* **DATASET EXCERPTS**:

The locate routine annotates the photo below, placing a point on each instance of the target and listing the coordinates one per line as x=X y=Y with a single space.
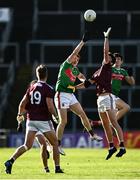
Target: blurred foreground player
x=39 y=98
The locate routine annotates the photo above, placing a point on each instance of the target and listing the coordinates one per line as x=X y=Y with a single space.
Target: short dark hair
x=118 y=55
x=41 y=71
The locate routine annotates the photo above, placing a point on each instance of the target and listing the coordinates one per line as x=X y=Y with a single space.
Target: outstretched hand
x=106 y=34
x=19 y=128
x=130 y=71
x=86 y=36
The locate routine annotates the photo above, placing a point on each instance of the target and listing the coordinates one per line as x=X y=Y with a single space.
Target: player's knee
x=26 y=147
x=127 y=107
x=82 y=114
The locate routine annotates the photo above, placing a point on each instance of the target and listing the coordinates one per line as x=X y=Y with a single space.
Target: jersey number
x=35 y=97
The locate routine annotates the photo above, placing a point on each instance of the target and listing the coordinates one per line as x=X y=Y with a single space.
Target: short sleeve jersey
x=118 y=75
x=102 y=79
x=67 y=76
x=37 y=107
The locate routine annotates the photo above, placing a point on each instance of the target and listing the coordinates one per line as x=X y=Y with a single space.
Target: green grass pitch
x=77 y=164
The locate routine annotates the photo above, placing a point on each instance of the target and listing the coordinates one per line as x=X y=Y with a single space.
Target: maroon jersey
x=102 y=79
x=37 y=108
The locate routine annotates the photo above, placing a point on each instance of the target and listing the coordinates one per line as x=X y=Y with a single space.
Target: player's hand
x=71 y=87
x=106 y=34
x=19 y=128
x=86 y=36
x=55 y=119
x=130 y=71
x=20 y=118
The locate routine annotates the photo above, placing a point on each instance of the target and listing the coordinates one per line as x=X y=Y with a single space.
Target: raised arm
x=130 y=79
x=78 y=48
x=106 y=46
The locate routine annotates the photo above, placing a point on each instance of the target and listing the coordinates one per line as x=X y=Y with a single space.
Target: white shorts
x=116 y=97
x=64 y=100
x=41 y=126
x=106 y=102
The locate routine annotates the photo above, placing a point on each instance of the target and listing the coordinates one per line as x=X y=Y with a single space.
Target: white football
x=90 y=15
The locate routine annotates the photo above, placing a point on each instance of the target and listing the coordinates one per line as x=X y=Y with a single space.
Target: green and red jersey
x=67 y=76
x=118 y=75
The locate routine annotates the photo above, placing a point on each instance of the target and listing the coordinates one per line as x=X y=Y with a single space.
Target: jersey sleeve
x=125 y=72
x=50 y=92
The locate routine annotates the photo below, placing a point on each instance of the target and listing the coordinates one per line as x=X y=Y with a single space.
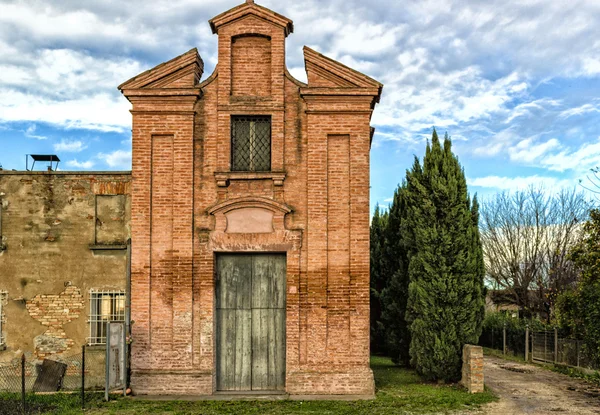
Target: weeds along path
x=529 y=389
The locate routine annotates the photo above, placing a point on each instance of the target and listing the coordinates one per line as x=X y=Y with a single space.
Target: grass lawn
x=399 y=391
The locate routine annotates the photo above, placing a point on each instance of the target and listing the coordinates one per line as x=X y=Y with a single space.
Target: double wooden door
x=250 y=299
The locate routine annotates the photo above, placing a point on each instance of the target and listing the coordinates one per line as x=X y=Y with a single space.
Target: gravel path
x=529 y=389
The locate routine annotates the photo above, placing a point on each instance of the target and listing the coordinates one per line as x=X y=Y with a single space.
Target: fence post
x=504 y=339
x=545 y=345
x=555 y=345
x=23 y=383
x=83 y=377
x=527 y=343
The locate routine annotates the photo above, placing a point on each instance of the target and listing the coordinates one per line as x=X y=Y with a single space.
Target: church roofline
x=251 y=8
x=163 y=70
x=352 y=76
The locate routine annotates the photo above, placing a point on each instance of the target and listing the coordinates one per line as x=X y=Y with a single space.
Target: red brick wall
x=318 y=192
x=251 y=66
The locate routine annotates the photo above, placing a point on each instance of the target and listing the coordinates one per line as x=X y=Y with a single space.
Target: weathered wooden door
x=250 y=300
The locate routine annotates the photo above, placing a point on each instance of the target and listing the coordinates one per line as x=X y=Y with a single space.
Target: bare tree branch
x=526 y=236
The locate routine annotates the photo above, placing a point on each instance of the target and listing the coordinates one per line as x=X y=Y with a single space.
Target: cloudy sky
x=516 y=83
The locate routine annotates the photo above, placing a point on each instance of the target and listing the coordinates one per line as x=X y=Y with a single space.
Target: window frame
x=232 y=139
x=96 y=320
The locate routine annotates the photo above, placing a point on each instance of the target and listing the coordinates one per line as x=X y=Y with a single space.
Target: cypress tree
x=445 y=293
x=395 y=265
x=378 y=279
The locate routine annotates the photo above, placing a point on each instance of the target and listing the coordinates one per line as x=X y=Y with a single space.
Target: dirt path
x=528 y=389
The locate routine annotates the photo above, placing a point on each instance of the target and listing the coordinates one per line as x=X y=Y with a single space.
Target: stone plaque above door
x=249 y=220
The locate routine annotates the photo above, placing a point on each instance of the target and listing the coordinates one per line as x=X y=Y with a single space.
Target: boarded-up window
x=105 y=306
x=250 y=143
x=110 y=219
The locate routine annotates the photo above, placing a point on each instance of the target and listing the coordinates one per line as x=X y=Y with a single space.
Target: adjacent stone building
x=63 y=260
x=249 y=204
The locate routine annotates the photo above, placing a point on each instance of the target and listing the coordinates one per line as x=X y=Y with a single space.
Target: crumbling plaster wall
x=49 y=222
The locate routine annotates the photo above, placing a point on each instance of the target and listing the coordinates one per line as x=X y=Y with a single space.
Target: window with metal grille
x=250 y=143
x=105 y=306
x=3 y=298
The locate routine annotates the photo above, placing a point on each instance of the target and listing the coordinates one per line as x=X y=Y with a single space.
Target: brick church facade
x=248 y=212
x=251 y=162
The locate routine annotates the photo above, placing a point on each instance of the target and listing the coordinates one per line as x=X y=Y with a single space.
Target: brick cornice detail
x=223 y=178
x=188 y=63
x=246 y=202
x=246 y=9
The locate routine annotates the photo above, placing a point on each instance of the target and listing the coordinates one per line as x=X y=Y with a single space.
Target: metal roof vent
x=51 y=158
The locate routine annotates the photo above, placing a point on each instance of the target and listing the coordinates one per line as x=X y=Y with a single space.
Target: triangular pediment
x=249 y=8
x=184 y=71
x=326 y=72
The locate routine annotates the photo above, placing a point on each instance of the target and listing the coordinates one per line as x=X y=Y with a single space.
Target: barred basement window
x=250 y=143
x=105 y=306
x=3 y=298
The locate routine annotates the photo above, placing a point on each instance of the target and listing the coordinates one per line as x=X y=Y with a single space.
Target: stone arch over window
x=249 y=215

* **WORK REQUIRED**:
Please return every row above that contains the string "window". Case counts.

* **EXPECTED ANSWER**:
Target: window frame
Target: boarded-up window
Target: window with metal grille
Target: barred basement window
Target: stone arch over window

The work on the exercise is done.